### Segmentation annotation records
● ● ● ● ● ● ●

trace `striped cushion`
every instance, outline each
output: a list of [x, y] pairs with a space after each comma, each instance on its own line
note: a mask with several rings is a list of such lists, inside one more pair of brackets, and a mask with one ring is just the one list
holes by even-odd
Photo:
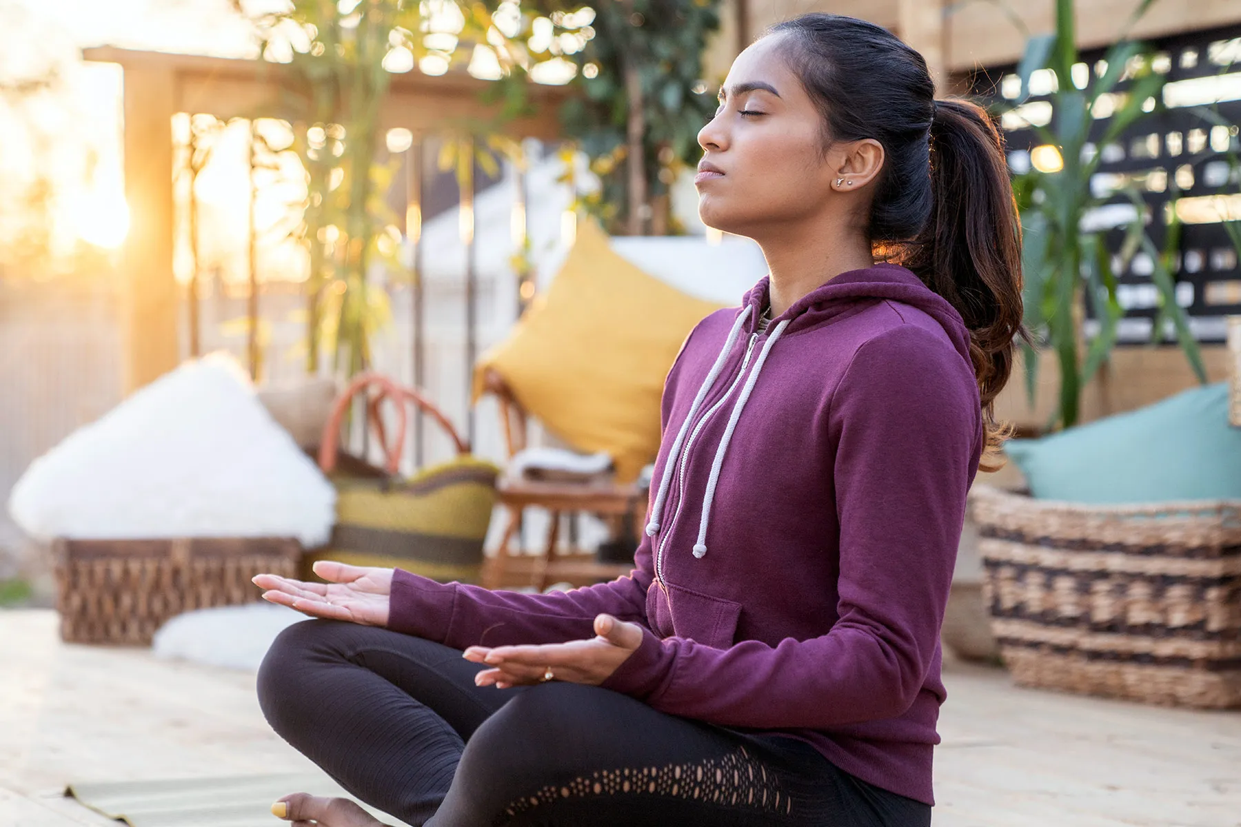
[[499, 469], [473, 456], [423, 469], [408, 480], [336, 476], [336, 526], [314, 560], [400, 567], [436, 580], [477, 582], [495, 505]]

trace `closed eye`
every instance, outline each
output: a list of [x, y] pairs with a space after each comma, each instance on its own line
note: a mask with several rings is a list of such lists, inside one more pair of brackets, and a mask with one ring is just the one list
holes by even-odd
[[[722, 114], [724, 114], [724, 107], [720, 107], [719, 109], [716, 109], [714, 113], [711, 113], [707, 117], [707, 123], [715, 120], [716, 118], [719, 118]], [[766, 112], [758, 112], [757, 109], [738, 109], [737, 114], [741, 115], [742, 118], [755, 118], [755, 117], [758, 117], [758, 115], [766, 115], [767, 113]]]

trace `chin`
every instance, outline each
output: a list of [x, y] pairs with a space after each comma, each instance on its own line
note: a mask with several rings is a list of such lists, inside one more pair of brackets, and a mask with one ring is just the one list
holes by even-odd
[[704, 224], [733, 236], [746, 236], [746, 228], [752, 226], [752, 221], [738, 211], [730, 208], [732, 205], [727, 200], [710, 196], [699, 197], [699, 218]]

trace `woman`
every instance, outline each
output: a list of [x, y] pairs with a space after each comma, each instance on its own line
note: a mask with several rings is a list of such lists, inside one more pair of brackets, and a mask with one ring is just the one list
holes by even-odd
[[771, 274], [668, 376], [629, 577], [256, 578], [339, 621], [276, 642], [268, 720], [411, 825], [930, 823], [939, 625], [1021, 320], [1001, 139], [884, 29], [807, 15], [736, 60], [699, 143], [704, 222]]

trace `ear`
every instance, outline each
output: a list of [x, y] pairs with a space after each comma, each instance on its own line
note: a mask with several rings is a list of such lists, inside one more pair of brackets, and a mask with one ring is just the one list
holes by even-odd
[[836, 179], [845, 184], [836, 187], [841, 192], [853, 192], [874, 181], [884, 169], [884, 145], [874, 138], [849, 141], [839, 146], [840, 161], [836, 166]]

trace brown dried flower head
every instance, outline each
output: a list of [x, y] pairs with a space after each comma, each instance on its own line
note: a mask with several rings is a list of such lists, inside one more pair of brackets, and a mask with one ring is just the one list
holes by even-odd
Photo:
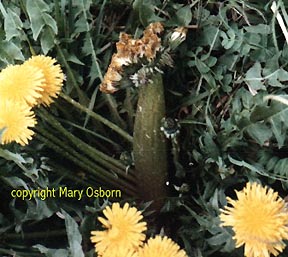
[[123, 66], [138, 63], [145, 58], [152, 62], [161, 49], [161, 38], [158, 36], [164, 30], [160, 22], [151, 23], [143, 32], [143, 37], [133, 39], [127, 33], [120, 33], [116, 43], [117, 53], [112, 56], [111, 63], [100, 85], [104, 93], [114, 93], [118, 90], [122, 78]]

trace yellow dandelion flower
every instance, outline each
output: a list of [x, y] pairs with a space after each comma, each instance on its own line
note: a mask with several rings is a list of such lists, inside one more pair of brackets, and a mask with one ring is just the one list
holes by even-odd
[[167, 236], [156, 236], [150, 238], [139, 250], [139, 257], [188, 257], [188, 255]]
[[0, 98], [36, 104], [43, 91], [44, 75], [36, 67], [9, 65], [0, 72]]
[[29, 129], [36, 125], [31, 108], [21, 102], [9, 99], [0, 101], [0, 128], [4, 129], [1, 143], [7, 144], [15, 141], [21, 145], [28, 144], [34, 132]]
[[[119, 203], [113, 203], [103, 211], [105, 217], [99, 217], [99, 221], [107, 229], [104, 231], [92, 231], [91, 241], [95, 243], [98, 255], [112, 256], [121, 247], [137, 250], [145, 240], [146, 222], [140, 222], [143, 216], [135, 207], [129, 207], [125, 203], [123, 208]], [[111, 255], [109, 255], [111, 254]]]
[[53, 102], [53, 98], [57, 98], [61, 91], [64, 74], [59, 64], [55, 64], [56, 60], [44, 55], [37, 55], [27, 60], [25, 66], [33, 66], [39, 68], [45, 78], [41, 97], [38, 98], [37, 104], [49, 106]]
[[223, 226], [232, 226], [236, 247], [245, 245], [246, 257], [277, 256], [288, 239], [288, 212], [278, 193], [257, 183], [247, 183], [237, 192], [238, 200], [227, 197], [231, 207], [221, 210]]

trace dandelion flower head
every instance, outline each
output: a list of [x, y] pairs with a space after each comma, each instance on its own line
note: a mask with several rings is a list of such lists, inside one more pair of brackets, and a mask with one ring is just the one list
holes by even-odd
[[31, 108], [23, 102], [14, 102], [9, 99], [0, 101], [0, 129], [1, 143], [13, 141], [26, 145], [32, 138], [34, 131], [30, 128], [36, 125], [36, 119]]
[[0, 98], [34, 106], [43, 91], [44, 75], [33, 66], [9, 65], [0, 72]]
[[32, 66], [40, 69], [45, 78], [41, 97], [37, 99], [37, 104], [49, 106], [53, 102], [53, 98], [58, 97], [61, 91], [64, 74], [59, 64], [55, 64], [56, 60], [44, 55], [37, 55], [27, 60], [24, 65]]
[[[107, 206], [99, 221], [106, 228], [104, 231], [92, 231], [91, 241], [95, 243], [95, 250], [99, 256], [113, 256], [121, 247], [135, 250], [143, 244], [147, 229], [146, 222], [140, 222], [143, 218], [140, 211], [125, 203], [123, 208], [119, 203]], [[114, 253], [114, 254], [113, 254]]]
[[236, 247], [245, 245], [246, 257], [277, 256], [288, 239], [288, 212], [278, 193], [258, 183], [248, 182], [236, 191], [238, 200], [227, 197], [231, 206], [220, 214], [223, 226], [232, 226]]
[[188, 255], [170, 238], [156, 236], [150, 238], [139, 250], [139, 257], [188, 257]]

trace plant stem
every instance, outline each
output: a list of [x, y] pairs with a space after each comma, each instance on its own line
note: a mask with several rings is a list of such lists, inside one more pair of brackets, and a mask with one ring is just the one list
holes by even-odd
[[134, 125], [134, 162], [138, 175], [139, 196], [153, 201], [152, 208], [159, 212], [167, 196], [166, 139], [160, 131], [165, 116], [165, 99], [161, 74], [152, 77], [152, 83], [143, 85]]
[[[37, 134], [36, 137], [45, 143], [49, 148], [53, 149], [55, 152], [59, 153], [61, 156], [66, 158], [67, 160], [70, 160], [75, 165], [81, 167], [88, 173], [92, 174], [95, 178], [101, 180], [101, 182], [107, 183], [108, 185], [111, 185], [113, 187], [121, 189], [125, 194], [134, 196], [135, 195], [135, 189], [134, 187], [125, 182], [122, 179], [119, 179], [115, 177], [113, 174], [108, 173], [107, 170], [101, 168], [100, 166], [96, 165], [95, 163], [91, 162], [88, 159], [85, 159], [84, 161], [81, 161], [80, 159], [75, 158], [65, 150], [53, 143], [51, 143], [47, 138], [44, 136]], [[83, 157], [82, 157], [83, 158]]]
[[66, 100], [68, 103], [72, 104], [74, 107], [76, 107], [77, 109], [87, 113], [88, 115], [90, 115], [93, 119], [103, 123], [104, 125], [106, 125], [107, 127], [109, 127], [110, 129], [114, 130], [115, 132], [117, 132], [119, 135], [121, 135], [123, 138], [125, 138], [128, 142], [132, 143], [133, 142], [133, 137], [130, 136], [126, 131], [124, 131], [123, 129], [121, 129], [120, 127], [118, 127], [117, 125], [115, 125], [113, 122], [105, 119], [104, 117], [102, 117], [101, 115], [91, 111], [90, 109], [88, 109], [87, 107], [84, 107], [83, 105], [81, 105], [80, 103], [76, 102], [75, 100], [73, 100], [72, 98], [70, 98], [69, 96], [61, 93], [60, 96]]

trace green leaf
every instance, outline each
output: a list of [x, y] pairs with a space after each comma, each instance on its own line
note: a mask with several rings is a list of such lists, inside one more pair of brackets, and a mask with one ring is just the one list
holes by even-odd
[[65, 226], [67, 231], [67, 237], [69, 242], [69, 250], [71, 257], [84, 257], [81, 242], [82, 235], [79, 232], [79, 228], [75, 220], [64, 210], [61, 211], [65, 216]]
[[22, 49], [12, 41], [0, 40], [0, 59], [7, 64], [14, 63], [15, 60], [24, 61]]
[[31, 21], [34, 40], [38, 39], [44, 26], [49, 26], [54, 34], [57, 34], [58, 28], [56, 21], [47, 13], [51, 9], [43, 0], [27, 0], [26, 10]]
[[142, 25], [146, 27], [152, 22], [162, 21], [163, 19], [160, 18], [155, 14], [155, 1], [144, 1], [144, 0], [136, 0], [133, 3], [133, 8], [138, 12], [139, 20], [141, 21]]
[[34, 245], [33, 248], [38, 249], [46, 257], [69, 257], [69, 253], [65, 249], [51, 249], [40, 244]]
[[272, 136], [271, 129], [262, 123], [252, 124], [248, 126], [246, 131], [260, 145], [264, 145]]
[[245, 26], [244, 29], [247, 32], [250, 33], [256, 33], [256, 34], [270, 34], [271, 33], [271, 27], [266, 24], [258, 24], [255, 26]]
[[4, 19], [4, 30], [6, 33], [6, 40], [10, 41], [12, 38], [21, 38], [22, 36], [22, 21], [19, 14], [7, 8], [7, 15]]
[[256, 95], [260, 89], [266, 89], [263, 84], [263, 78], [261, 75], [261, 64], [256, 62], [247, 72], [245, 76], [245, 82], [249, 87], [249, 91], [252, 95]]
[[179, 26], [188, 26], [192, 20], [192, 12], [189, 5], [180, 8], [175, 15]]
[[49, 33], [48, 29], [44, 29], [43, 33], [41, 34], [41, 38], [40, 38], [40, 44], [41, 44], [41, 48], [42, 48], [42, 52], [43, 54], [47, 54], [49, 52], [49, 50], [51, 50], [54, 45], [54, 35]]
[[210, 68], [204, 62], [202, 62], [200, 59], [198, 59], [197, 57], [195, 58], [195, 64], [196, 64], [198, 71], [201, 74], [204, 74], [204, 73], [207, 73], [210, 71]]

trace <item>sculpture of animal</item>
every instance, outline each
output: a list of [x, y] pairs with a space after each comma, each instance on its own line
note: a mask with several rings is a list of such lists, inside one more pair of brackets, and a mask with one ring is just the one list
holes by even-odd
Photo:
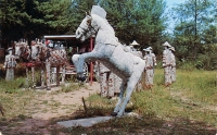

● ● ● ● ● ● ●

### What this task involves
Repeat the data word for word, from the line containing "trace plant stem" through the line containing "93], [60, 96]]", with both of those lines included.

### Full output
trace plant stem
every instance, outline each
output: a list of [x, y] pairs with a space after each comma, each instance on its own line
note: a mask with several rings is a list of such lists, inside one more pair of brackets, and a mask with one ring is just the one list
holes by even-odd
[[134, 125], [134, 162], [138, 175], [139, 196], [153, 201], [152, 208], [159, 212], [167, 196], [166, 139], [160, 131], [165, 116], [165, 99], [161, 74], [152, 77], [152, 83], [143, 85]]
[[[37, 134], [36, 137], [45, 143], [49, 148], [53, 149], [55, 152], [59, 153], [61, 156], [66, 158], [67, 160], [70, 160], [75, 165], [81, 167], [88, 173], [92, 174], [95, 178], [101, 180], [101, 182], [107, 183], [108, 185], [111, 185], [113, 187], [121, 189], [125, 194], [134, 196], [135, 195], [135, 189], [134, 187], [125, 182], [122, 179], [119, 179], [115, 177], [113, 174], [108, 173], [107, 170], [101, 168], [100, 166], [96, 165], [95, 163], [91, 162], [88, 159], [85, 159], [84, 161], [81, 161], [80, 159], [75, 158], [65, 150], [53, 143], [51, 143], [47, 138], [44, 136]], [[83, 157], [82, 157], [83, 158]]]
[[66, 100], [68, 103], [72, 104], [74, 107], [76, 107], [77, 109], [87, 113], [88, 115], [90, 115], [93, 119], [103, 123], [104, 125], [106, 125], [107, 127], [109, 127], [110, 129], [114, 130], [115, 132], [117, 132], [119, 135], [121, 135], [123, 138], [125, 138], [128, 142], [132, 143], [133, 142], [133, 137], [130, 136], [126, 131], [124, 131], [123, 129], [121, 129], [120, 127], [118, 127], [117, 125], [115, 125], [113, 122], [105, 119], [104, 117], [102, 117], [101, 115], [91, 111], [90, 109], [88, 109], [87, 107], [84, 107], [83, 105], [81, 105], [80, 103], [76, 102], [75, 100], [73, 100], [72, 98], [70, 98], [69, 96], [61, 93], [60, 96]]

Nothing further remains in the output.